(Saved entries)
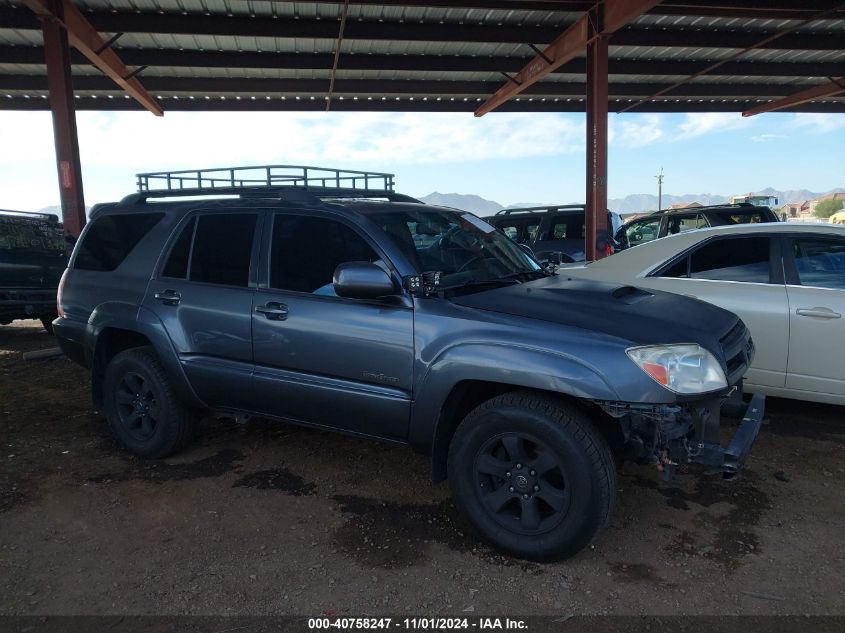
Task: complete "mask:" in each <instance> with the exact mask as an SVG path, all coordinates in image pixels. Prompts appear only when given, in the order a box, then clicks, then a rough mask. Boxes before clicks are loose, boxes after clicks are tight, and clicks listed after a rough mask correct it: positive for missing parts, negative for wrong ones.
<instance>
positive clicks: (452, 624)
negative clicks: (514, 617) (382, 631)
mask: <svg viewBox="0 0 845 633" xmlns="http://www.w3.org/2000/svg"><path fill="white" fill-rule="evenodd" d="M527 628H528V625H527V623H526V622H525V620H521V619H512V618H437V617H430V618H429V617H417V618H309V619H308V630H310V631H316V630H329V629H340V630H365V629H405V630H442V629H469V630H471V629H477V630H488V631H504V630H525V629H527Z"/></svg>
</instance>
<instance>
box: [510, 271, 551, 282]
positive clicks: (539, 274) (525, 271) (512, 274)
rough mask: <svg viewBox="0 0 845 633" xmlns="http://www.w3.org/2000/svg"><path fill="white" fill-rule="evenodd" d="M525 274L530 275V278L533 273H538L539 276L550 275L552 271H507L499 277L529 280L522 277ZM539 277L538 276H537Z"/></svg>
mask: <svg viewBox="0 0 845 633" xmlns="http://www.w3.org/2000/svg"><path fill="white" fill-rule="evenodd" d="M526 275H530V276H531V277H530V278H533V276H534V275H539V276H540V277H551V276H552V273H550V272H549V271H547V270H542V269H541V270H518V271H516V272H515V273H508V274H507V275H502V277H501V279H517V280H520V281H529V280H530V278H529V279H525V280H524V279H523V277H525V276H526ZM538 278H539V277H538Z"/></svg>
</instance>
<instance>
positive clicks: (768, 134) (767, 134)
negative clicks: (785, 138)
mask: <svg viewBox="0 0 845 633" xmlns="http://www.w3.org/2000/svg"><path fill="white" fill-rule="evenodd" d="M784 138H789V137H788V136H787V135H786V134H755V135H754V136H752V137H751V140H752V141H754V142H755V143H765V142H766V141H777V140H780V139H784Z"/></svg>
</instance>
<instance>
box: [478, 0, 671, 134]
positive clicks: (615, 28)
mask: <svg viewBox="0 0 845 633" xmlns="http://www.w3.org/2000/svg"><path fill="white" fill-rule="evenodd" d="M660 1H661V0H604V1H603V2H602V1H600V0H598V1H597V2H596V5H595V7H594V9H593V10H592V11H588V12H587V13H585V14H584V15H582V16H581V17H580V18H579V19H578V20H577V21H576V22H575V23H574V24H572V25H571V26H570V27H569V28H568V29H566V30H565V31H564V32H563V33H561V34H560V35H559V36H558V37H557V39H555V41H554V42H552V43H551V44H549V45H548V46H547V47H546V48H545V49H544V50H543V51H542V53H541V54H539V55H537V56H536V57H534V58H533V59H532V60H531V61H530V62H529V63H528V64H527V65H526V66H525V67H524V68H523V69H522V70H520V71H519V72H518V73H517V74H516V76H514V77H513V78H512V79H511V81H509V82H508V83H506V84H505V85H504V86H502V87H501V88H499V89H498V90H497V91H496V93H495V94H494V95H493V96H492V97H490V98H489V99H487V101H485V102H484V103H483V104H481V105H480V106H479V107H478V109H476V111H475V116H479V117H480V116H484V115H485V114H487V113H488V112H491V111H493V110H495V109H496V108H498V107H499V106H500V105H502V104H503V103H505V102H506V101H507V100H508V99H510V98H511V97H513V96H515V95H518V94H519V93H520V92H522V91H523V90H525V89H526V88H528V87H529V86H530V85H532V84H534V83H536V82H538V81H540V79H542V78H543V77H545V76H547V75H548V74H549V73H552V72H554V71H555V70H557V69H558V68H560V67H561V66H563V64H565V63H566V62H568V61H570V60H571V59H574V58H575V57H577V56H578V55H580V54H581V52H582V51H583V50H584V49H585V48H586V47H587V44H589V43H590V41H591V39H592V38H595V37H598V36H601V35H609V34H611V33H613V32H615V31H618V30H619V29H620V28H622V27H623V26H625V25H626V24H628V23H629V22H630V21H631V20H633V19H634V18H636V17H638V16H640V15H642V14H643V13H645V12H646V11H648V10H649V9H652V8H654V7H655V6H657V5H658V4H660ZM597 7H603V12H604V21H603V23H602V24H601V25H600V27H599V28H598V29H594V31H595V35H594V36H591V35H590V28H591V27H590V15H591V14H594V13H595V10H596V8H597Z"/></svg>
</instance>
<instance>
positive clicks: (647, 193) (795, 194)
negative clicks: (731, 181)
mask: <svg viewBox="0 0 845 633" xmlns="http://www.w3.org/2000/svg"><path fill="white" fill-rule="evenodd" d="M841 191H845V189H843V188H842V187H837V188H836V189H831V190H830V191H823V192H821V193H817V192H814V191H809V190H807V189H788V190H786V191H779V190H777V189H773V188H772V187H767V188H766V189H763V190H762V191H755V192H753V193H754V195H761V196H774V197H776V198H777V199H778V206H782V205H784V204H789V203H796V202H804V201H805V200H813V199H815V198H820V197H821V196H824V195H827V194H829V193H838V192H841ZM730 199H731V197H730V196H726V195H721V194H713V193H698V194H695V193H686V194H683V195H681V196H673V195H671V194H664V195H663V208H664V209H665V208H666V207H670V206H672V205H673V204H680V203H689V202H698V203H699V204H703V205H708V204H723V203H725V202H729V201H730ZM420 200H422V201H423V202H426V203H428V204H436V205H439V206H443V207H453V208H455V209H461V210H462V211H470V212H471V213H475V214H476V215H480V216H482V217H484V216H488V215H494V214H495V213H496V212H498V211H501V210H502V209H521V208H524V207H539V206H544V205H549V204H583V200H582V201H578V200H568V201H561V200H557V201H554V202H518V203H516V204H512V205H509V206H507V207H505V206H504V205H501V204H499V203H498V202H495V201H494V200H487V199H486V198H482V197H481V196H477V195H475V194H464V193H439V192H437V191H435V192H434V193H430V194H428V195H427V196H423V197H422V198H420ZM607 206H608V208H609V209H610V210H611V211H616V212H617V213H622V214H625V215H628V214H633V213H643V212H644V211H651V210H654V209H657V196H655V195H652V194H650V193H634V194H630V195H628V196H625V197H624V198H610V199H609V200H608V201H607ZM38 212H39V213H52V214H53V215H57V216H59V217H60V218H61V216H62V210H61V207H58V206H52V207H44V208H43V209H39V210H38Z"/></svg>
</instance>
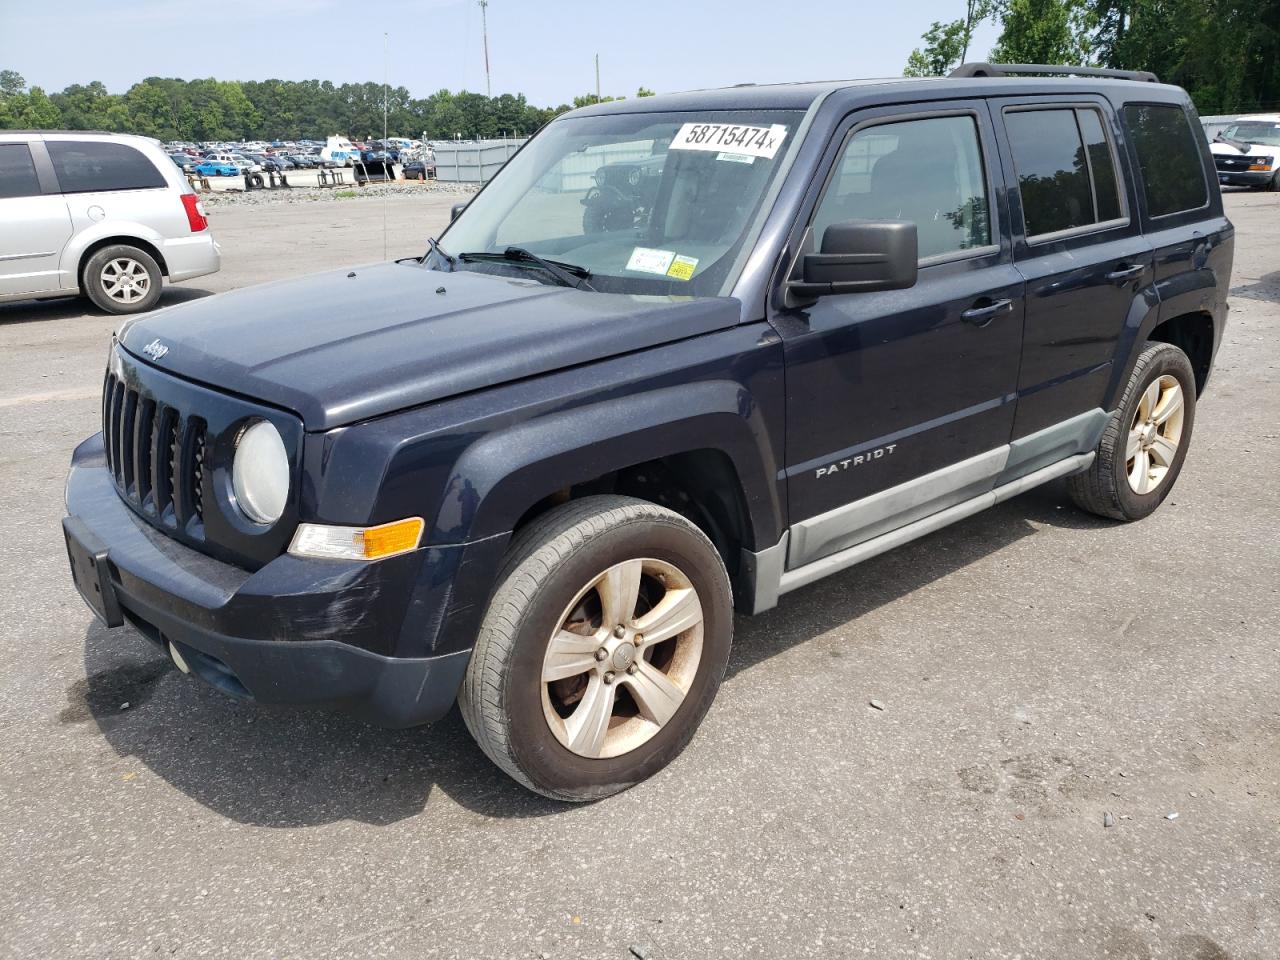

Task brief:
A word-for-word copy of the records above is needed, pictures excluded.

Response below:
Task: complete "mask:" in each <instance> with the exact mask as an SVG path, all coordinates in image pixels. Prompts appear only when given, in the order a box, then clicks, then a rough mask. Boxes before clicks are loose, boxes after clicks are tight, and clicks listed after a rough mask correct it: positive for missing parts, negative for wrong ones.
<instance>
positive clicks: (452, 624)
negative clicks: (514, 617) (382, 631)
mask: <svg viewBox="0 0 845 633" xmlns="http://www.w3.org/2000/svg"><path fill="white" fill-rule="evenodd" d="M527 628H528V625H527V623H526V622H525V620H521V619H512V618H437V617H430V618H429V617H417V618H309V619H308V630H310V631H316V630H329V629H340V630H365V629H405V630H442V629H469V630H471V629H477V630H488V631H504V630H525V629H527Z"/></svg>
</instance>
<instance>
box: [510, 271, 551, 282]
positive clicks: (539, 274) (525, 271) (512, 274)
rough mask: <svg viewBox="0 0 845 633" xmlns="http://www.w3.org/2000/svg"><path fill="white" fill-rule="evenodd" d="M525 274L530 275V278L533 273H538L539 276L550 275L552 271H507L499 277L529 280L522 277ZM539 277L538 276H537Z"/></svg>
mask: <svg viewBox="0 0 845 633" xmlns="http://www.w3.org/2000/svg"><path fill="white" fill-rule="evenodd" d="M526 275H530V276H531V277H530V278H533V276H534V275H539V276H540V277H551V276H552V273H550V272H549V271H547V270H542V269H541V270H518V271H516V272H515V273H508V274H507V275H502V277H501V279H517V280H520V281H529V280H530V278H529V279H525V280H524V279H523V277H525V276H526ZM538 278H539V277H538Z"/></svg>
</instance>
<instance>
positive clicks: (768, 134) (767, 134)
negative clicks: (785, 138)
mask: <svg viewBox="0 0 845 633" xmlns="http://www.w3.org/2000/svg"><path fill="white" fill-rule="evenodd" d="M784 138H789V137H788V136H787V135H786V134H755V135H754V136H752V137H751V140H752V141H754V142H755V143H765V142H766V141H777V140H780V139H784Z"/></svg>
</instance>
<instance>
box: [478, 0, 671, 134]
positive clicks: (615, 28)
mask: <svg viewBox="0 0 845 633" xmlns="http://www.w3.org/2000/svg"><path fill="white" fill-rule="evenodd" d="M660 1H661V0H604V1H603V2H602V1H600V0H598V1H597V2H596V5H595V7H594V9H593V10H592V11H588V12H587V13H585V14H584V15H582V16H581V17H580V18H579V19H578V20H577V21H576V22H575V23H574V24H572V25H571V26H570V27H569V28H568V29H566V30H565V31H564V32H563V33H561V34H560V35H559V36H558V37H557V39H555V41H554V42H552V43H551V44H549V45H548V46H547V47H546V48H545V49H544V50H543V51H542V53H541V54H539V55H537V56H536V57H534V58H533V59H532V60H531V61H530V62H529V63H528V64H527V65H526V66H525V67H524V68H523V69H522V70H520V71H519V72H518V73H517V74H516V76H514V77H513V78H512V79H511V81H509V82H508V83H506V84H505V85H504V86H502V87H501V88H499V89H498V90H497V91H496V93H495V94H494V95H493V96H492V97H490V98H489V99H487V101H485V102H484V103H483V104H481V105H480V106H479V107H478V109H476V111H475V116H479V117H480V116H484V115H485V114H487V113H488V112H491V111H493V110H495V109H496V108H498V107H499V106H500V105H502V104H503V103H505V102H506V101H507V100H508V99H510V98H511V97H513V96H515V95H518V94H519V93H520V92H522V91H523V90H525V89H526V88H528V87H529V86H530V85H532V84H534V83H536V82H538V81H540V79H542V78H543V77H545V76H547V75H548V74H549V73H552V72H554V71H555V70H557V69H558V68H560V67H561V66H563V64H565V63H566V62H568V61H570V60H571V59H574V58H575V57H577V56H578V55H580V54H581V52H582V51H583V50H584V49H585V48H586V47H587V44H589V43H590V41H591V39H592V38H595V37H598V36H601V35H609V34H611V33H613V32H615V31H618V30H619V29H620V28H622V27H623V26H625V25H626V24H628V23H629V22H630V21H631V20H633V19H634V18H636V17H638V16H640V15H642V14H643V13H645V12H646V11H648V10H649V9H652V8H654V7H655V6H657V5H658V4H660ZM597 7H603V12H604V21H603V23H602V24H601V25H600V27H599V28H598V29H594V31H595V35H594V36H591V35H590V28H591V27H590V15H591V14H594V13H595V10H596V8H597Z"/></svg>
</instance>
<instance>
positive clicks: (647, 193) (795, 194)
negative clicks: (731, 181)
mask: <svg viewBox="0 0 845 633" xmlns="http://www.w3.org/2000/svg"><path fill="white" fill-rule="evenodd" d="M841 191H845V189H843V188H842V187H837V188H836V189H831V190H830V191H823V192H821V193H817V192H814V191H809V190H807V189H788V190H786V191H779V190H777V189H773V188H772V187H767V188H766V189H763V190H762V191H755V192H753V193H754V195H761V196H774V197H776V198H777V199H778V206H782V205H784V204H789V203H796V202H804V201H805V200H813V199H815V198H820V197H821V196H824V195H827V194H829V193H838V192H841ZM730 199H731V197H730V196H726V195H721V194H713V193H698V194H695V193H686V194H683V195H681V196H673V195H671V194H664V195H663V208H664V209H665V208H666V207H670V206H672V205H673V204H680V203H689V202H698V203H699V204H703V205H708V204H723V203H725V202H729V201H730ZM420 200H422V201H423V202H426V203H428V204H436V205H439V206H443V207H453V208H455V209H461V210H462V211H470V212H471V213H475V214H476V215H480V216H482V217H484V216H488V215H494V214H495V213H496V212H498V211H501V210H502V209H521V208H524V207H539V206H544V205H549V204H583V200H582V201H578V200H568V201H561V200H557V201H554V202H518V203H516V204H512V205H509V206H507V207H505V206H504V205H501V204H499V203H498V202H495V201H494V200H487V199H486V198H482V197H481V196H477V195H475V194H464V193H439V192H437V191H435V192H434V193H430V194H428V195H427V196H423V197H422V198H420ZM607 206H608V208H609V209H610V210H611V211H616V212H617V213H622V214H625V215H628V214H633V213H643V212H644V211H651V210H654V209H657V196H655V195H652V194H650V193H634V194H630V195H628V196H625V197H624V198H610V199H609V200H608V201H607ZM38 212H39V213H52V214H53V215H57V216H59V217H60V218H61V216H62V210H61V207H58V206H52V207H44V208H43V209H39V210H38Z"/></svg>
</instance>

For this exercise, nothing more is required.